With the string "blonde" as the filter, copy each matching line from the records.

___ INPUT DATA

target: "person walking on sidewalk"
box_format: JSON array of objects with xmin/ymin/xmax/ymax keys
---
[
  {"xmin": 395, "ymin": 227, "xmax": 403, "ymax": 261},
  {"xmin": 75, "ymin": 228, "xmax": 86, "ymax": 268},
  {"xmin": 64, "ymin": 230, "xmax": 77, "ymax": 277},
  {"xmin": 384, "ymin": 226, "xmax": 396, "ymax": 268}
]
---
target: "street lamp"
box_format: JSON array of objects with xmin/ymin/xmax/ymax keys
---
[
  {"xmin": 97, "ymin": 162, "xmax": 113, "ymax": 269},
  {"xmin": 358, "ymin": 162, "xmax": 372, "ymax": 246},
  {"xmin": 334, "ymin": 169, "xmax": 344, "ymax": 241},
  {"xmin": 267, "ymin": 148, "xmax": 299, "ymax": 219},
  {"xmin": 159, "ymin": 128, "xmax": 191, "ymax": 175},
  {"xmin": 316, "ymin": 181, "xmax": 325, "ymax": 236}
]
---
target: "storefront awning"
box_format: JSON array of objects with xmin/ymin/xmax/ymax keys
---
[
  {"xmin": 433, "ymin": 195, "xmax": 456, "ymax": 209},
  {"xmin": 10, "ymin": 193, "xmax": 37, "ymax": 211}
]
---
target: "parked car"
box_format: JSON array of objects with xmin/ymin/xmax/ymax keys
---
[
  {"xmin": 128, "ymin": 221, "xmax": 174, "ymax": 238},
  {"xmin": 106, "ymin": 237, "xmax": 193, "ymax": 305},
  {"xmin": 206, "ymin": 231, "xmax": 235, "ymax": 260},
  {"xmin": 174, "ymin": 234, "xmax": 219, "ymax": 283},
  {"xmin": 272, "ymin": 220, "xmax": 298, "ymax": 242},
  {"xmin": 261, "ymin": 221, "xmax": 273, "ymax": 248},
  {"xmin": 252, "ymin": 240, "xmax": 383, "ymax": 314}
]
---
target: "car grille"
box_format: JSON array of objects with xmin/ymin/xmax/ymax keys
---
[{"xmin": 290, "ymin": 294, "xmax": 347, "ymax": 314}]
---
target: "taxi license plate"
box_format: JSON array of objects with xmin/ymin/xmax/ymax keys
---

______
___ INPUT DATA

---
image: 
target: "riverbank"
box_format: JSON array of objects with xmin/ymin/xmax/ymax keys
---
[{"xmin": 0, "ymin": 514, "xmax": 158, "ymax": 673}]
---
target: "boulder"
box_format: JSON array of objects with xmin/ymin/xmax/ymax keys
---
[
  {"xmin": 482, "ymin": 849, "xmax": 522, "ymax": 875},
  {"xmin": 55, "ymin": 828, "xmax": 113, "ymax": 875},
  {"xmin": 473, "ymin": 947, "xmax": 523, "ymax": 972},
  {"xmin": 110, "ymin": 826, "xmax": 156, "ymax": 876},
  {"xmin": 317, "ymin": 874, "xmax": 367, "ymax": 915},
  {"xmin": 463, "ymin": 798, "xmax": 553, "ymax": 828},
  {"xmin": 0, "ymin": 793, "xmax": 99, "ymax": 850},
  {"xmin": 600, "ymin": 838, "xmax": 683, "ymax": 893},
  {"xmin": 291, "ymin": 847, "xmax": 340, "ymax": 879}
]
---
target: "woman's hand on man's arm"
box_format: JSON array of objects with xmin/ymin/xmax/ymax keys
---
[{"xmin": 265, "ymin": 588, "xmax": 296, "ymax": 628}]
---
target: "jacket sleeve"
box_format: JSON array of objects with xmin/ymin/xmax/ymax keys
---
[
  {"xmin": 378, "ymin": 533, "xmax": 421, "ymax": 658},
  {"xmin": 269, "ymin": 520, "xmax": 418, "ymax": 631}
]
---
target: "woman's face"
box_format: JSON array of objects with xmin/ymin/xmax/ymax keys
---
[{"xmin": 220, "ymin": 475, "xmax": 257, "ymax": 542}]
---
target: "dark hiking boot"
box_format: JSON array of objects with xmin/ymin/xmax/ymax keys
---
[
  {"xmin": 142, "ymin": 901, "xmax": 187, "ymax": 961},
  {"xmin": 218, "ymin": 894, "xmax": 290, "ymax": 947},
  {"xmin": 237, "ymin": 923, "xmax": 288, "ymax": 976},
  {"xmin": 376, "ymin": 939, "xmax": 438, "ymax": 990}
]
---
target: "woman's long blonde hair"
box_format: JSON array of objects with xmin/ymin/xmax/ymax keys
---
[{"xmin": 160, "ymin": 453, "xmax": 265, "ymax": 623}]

______
___ INPUT DATA

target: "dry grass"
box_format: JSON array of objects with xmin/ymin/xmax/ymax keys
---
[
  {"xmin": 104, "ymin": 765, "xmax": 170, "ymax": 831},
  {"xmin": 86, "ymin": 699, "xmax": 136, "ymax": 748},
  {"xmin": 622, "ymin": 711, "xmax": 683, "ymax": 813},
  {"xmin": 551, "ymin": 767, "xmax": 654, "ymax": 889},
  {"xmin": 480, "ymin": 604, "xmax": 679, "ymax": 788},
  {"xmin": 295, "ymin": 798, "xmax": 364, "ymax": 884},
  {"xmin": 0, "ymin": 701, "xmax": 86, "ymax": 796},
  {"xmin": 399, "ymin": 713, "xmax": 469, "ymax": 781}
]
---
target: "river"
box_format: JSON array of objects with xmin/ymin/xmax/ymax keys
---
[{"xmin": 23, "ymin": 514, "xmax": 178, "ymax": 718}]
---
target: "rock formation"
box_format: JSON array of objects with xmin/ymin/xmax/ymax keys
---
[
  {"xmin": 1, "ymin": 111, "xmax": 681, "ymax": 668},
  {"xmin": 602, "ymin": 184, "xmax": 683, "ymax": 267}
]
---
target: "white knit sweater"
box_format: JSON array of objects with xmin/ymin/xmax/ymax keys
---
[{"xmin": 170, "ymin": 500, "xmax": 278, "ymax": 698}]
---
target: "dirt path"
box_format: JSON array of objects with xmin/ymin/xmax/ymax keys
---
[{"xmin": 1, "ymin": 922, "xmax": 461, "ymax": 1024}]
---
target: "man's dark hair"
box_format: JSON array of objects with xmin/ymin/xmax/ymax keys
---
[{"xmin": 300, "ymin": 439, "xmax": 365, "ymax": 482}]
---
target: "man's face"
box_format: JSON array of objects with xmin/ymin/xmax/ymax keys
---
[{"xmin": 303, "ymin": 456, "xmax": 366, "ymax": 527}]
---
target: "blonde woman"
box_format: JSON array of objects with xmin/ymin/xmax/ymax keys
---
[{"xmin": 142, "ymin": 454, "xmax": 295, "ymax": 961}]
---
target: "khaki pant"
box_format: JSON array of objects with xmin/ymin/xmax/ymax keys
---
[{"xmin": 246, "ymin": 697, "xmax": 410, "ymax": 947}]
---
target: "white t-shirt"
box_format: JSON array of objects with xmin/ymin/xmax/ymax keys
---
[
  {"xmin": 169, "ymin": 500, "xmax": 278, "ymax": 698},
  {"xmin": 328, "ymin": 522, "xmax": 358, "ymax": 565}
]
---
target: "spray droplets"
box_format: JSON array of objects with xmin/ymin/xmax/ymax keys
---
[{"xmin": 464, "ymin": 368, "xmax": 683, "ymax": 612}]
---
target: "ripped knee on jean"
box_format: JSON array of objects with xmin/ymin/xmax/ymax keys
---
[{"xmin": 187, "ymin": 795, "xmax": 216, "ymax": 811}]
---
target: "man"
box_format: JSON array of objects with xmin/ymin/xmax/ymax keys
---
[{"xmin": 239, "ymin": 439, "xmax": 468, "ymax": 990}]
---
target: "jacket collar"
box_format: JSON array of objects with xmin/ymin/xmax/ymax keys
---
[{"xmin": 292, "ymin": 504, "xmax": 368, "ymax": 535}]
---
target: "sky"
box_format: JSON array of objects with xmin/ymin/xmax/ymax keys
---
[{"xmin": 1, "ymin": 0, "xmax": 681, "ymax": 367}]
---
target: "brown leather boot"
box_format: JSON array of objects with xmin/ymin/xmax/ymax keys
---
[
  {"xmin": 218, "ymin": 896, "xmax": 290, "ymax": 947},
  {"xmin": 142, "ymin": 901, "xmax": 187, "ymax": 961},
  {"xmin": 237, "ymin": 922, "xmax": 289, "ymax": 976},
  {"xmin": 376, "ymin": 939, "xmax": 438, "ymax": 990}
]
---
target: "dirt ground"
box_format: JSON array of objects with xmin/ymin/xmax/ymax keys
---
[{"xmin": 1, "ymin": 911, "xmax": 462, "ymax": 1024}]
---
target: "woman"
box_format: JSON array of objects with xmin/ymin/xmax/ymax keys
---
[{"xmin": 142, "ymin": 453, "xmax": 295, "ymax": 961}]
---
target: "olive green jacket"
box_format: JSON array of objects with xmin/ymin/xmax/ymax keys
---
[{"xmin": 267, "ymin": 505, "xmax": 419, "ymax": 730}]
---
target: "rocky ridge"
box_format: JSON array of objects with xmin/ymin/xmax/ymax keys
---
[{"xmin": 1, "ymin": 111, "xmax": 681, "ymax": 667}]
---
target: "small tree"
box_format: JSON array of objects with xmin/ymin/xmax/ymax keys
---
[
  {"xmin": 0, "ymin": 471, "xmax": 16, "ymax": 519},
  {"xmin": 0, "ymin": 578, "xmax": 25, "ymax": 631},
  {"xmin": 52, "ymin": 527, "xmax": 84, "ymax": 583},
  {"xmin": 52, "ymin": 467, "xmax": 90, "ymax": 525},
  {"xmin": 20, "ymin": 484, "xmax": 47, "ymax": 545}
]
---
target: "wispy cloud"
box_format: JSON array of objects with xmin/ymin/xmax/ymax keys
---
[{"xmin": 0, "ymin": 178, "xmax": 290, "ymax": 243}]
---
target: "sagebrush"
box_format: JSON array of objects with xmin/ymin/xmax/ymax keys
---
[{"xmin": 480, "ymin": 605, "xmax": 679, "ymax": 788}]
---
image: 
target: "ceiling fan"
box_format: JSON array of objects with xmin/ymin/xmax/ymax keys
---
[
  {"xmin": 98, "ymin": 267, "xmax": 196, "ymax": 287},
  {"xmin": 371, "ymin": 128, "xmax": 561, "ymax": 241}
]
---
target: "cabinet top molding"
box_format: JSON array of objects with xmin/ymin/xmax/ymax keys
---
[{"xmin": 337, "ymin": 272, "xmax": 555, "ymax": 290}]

______

■ SOLUTION TO THE PROBLEM:
target: "woman's long blonde hair"
target: "blonde woman"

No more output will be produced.